Given instruction
Return the passage of the excerpt below from "Yeah! We could" up to and including "not a human?", copied word for word.

Source extract
********

Yeah! We could register political
parties for bots on UDDI.
Maybe that's what virtual nations
are - collections of bots that have their own elections, their own religions,
their own marriages. But how would you know that the thing on the other
end was a bot and not a human?
You'd have an anti-Turing test, of
course. (See? I knew I could bring the conversation back around to Turing
tests.)
What do you get when you cross a Unitarian
with a Jehovah's Witness? Someone who runs around knocking on doors for
no apparent reason.
We then got off onto how Lenat's Cyc
will never work because humans don't remember isolated facts and use first
order logic to reason about them. If I ask you "Was Abraham Lincoln tall?"
you don't access a bunch of facts stored in a semantic net of the form
"Abraham Lincoln was a President", "All Presidents are human", etc. Rather,
you bring to mind a picture of Lincoln, look at it, decide that yes, he
was tall, and answer the question.
From there, we went to Mormon theology,
wondering if we could simulate the queue of souls waiting to be born on
MQSeries.
At that point everyone decided that the conversation had gotten silly and
we went back to work.
I wonder how Helen is doing on the topics we assigned
her.
Plurp.
The blue dog was
banned from voting in
seven virtual nations.
Tuesday, January 9, 2001
Blab. It's mayhem day here at Plurp. We were
complaining the other day that those great potato gun videos weren't on
the Web any more. Sure they are, says Steve,
who provides the following.
SpudZooka Videos has a shot
of a 1/2" solid pine board exploding
on impact with a potato as ammunition.
This picture is of a potato
impacting a 3/4" piece of plywood at 700 ft per sec (Mach 0.6). The
white stuff is the potato vaporizing on impact. Very little is left after
impact. The exposure is 1/2000 of a second using a video camera (lucky
shot!).
And here's the Master
Blaster Spud Gun page, for those of you dying to do more research on
this important subject.
That's mighty impressive! It's good to see those watermelons exploding
into microscopic fragments in a few milliseconds. Technology in the service
of blind, mindless violence with innocent vegetables. Great stuff.

********

Dataset section
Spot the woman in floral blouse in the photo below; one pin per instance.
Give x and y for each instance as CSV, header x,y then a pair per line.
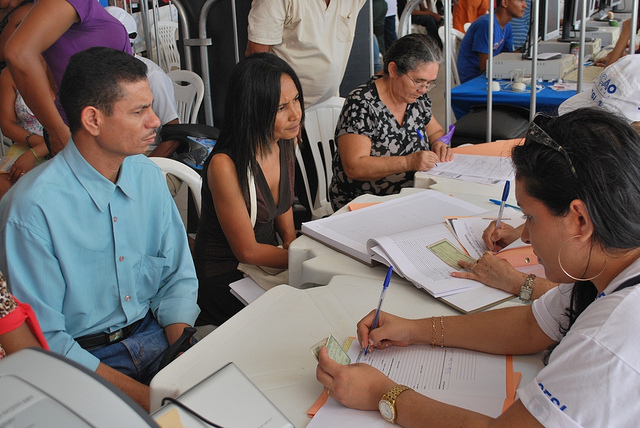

********

Output for this task
Yeah! We could register political
parties for bots on UDDI.
Maybe that's what virtual nations
are - collections of bots that have their own elections, their own religions,
their own marriages. But how would you know that the thing on the other
end was a bot and not a human?